Par ailleurs, souvent, le titulaire de l’assurance ou du fonds distinct désire nommer directement son enfant pour des raisons de protection contre les créanciers. Mais il souhaite aussi empêcher que son enfant n’obtienne l’accès à une somme colossale pour son âge lorsqu’il atteint 18 ans.

Certains assureurs offrent donc la possibilité de prévoir dans la police d’assurance ou de fonds distincts que la prestation de décès sera payable sous forme de rente, laquelle peut avoir une durée dépassant les 18 ans.

Désigner la succession

Le titulaire de l’assurance ou de la rente peut aussi choisir de désigner la succession pour recevoir la prestation de décès. Par testament, il aura choisi possiblement l’une des solutions suivantes :

Le liquidateur devra effectuer la remise de la somme à l’enfant à des dates prévues, lesquelles peuvent être postérieures à 18 ans.

- _Section des données_:
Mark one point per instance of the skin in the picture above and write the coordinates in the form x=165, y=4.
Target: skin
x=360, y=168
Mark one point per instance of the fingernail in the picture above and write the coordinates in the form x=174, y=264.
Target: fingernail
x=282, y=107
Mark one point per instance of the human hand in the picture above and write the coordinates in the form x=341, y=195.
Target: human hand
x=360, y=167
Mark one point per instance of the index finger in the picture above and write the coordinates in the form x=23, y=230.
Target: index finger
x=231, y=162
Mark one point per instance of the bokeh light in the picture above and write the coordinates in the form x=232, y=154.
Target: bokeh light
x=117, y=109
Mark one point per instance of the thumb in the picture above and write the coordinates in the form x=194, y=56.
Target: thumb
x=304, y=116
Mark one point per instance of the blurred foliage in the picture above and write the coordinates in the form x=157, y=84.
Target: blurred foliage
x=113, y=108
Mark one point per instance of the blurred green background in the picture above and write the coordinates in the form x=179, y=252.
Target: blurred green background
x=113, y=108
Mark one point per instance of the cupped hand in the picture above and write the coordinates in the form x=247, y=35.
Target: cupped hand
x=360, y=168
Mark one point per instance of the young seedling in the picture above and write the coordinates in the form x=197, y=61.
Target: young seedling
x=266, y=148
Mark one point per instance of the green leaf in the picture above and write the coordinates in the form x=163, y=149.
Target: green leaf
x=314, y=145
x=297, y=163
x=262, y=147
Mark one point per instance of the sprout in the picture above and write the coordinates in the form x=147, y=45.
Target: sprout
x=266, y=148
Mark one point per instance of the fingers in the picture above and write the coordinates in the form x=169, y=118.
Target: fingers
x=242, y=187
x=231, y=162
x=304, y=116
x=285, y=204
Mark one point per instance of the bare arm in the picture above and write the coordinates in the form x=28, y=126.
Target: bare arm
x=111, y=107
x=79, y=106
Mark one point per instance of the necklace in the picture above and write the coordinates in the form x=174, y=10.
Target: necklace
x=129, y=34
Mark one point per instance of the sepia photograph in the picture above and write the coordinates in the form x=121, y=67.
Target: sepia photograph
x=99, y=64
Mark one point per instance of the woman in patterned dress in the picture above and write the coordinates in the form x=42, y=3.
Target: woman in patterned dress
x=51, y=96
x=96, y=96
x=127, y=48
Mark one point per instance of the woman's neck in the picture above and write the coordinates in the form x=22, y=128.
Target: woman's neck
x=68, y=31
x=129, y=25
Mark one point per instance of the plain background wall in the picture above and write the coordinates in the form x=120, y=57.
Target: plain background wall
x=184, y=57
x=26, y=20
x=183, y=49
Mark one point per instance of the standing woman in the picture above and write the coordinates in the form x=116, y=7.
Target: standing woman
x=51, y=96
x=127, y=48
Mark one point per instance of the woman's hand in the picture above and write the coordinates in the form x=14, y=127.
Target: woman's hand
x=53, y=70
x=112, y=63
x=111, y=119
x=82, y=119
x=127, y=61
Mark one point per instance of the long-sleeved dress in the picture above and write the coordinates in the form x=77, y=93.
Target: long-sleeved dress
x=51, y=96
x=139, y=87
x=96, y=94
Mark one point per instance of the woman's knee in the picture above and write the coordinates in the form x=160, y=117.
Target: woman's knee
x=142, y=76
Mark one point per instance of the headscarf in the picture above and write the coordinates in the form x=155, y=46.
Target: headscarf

- _Consigne donnée 1_:
Répondez à ces questions sur l'extrait portant sur la prestation de décès :
(a) Pour quelles raisons le titulaire désire-t-il souvent nommer directement son enfant ?
(b) Sous quelle forme certains assureurs permettent-ils de prévoir le versement de la prestation de décès ?
(c) Qui devra remettre la somme à l'enfant à des dates prévues ?
- _Consigne donnée 2_: Reproduisez le passage de l'extrait sur la prestation de décès qui commence par « Le titulaire de l’assurance ou de » et se termine par « postérieures à 18 ans. ».
Appuyez-vous uniquement sur le texte pour répondre.

- _Résultat obtenu 1_:
(a) Pour des raisons de protection contre les créanciers.
(b) Sous forme de rente, dont la durée peut dépasser les 18 ans.
(c) Le liquidateur.

- _Résultat obtenu 2_:
Le titulaire de l’assurance ou de la rente peut aussi choisir de désigner la succession pour recevoir la prestation de décès. Par testament, il aura choisi possiblement l’une des solutions suivantes :

Le liquidateur devra effectuer la remise de la somme à l’enfant à des dates prévues, lesquelles peuvent être postérieures à 18 ans.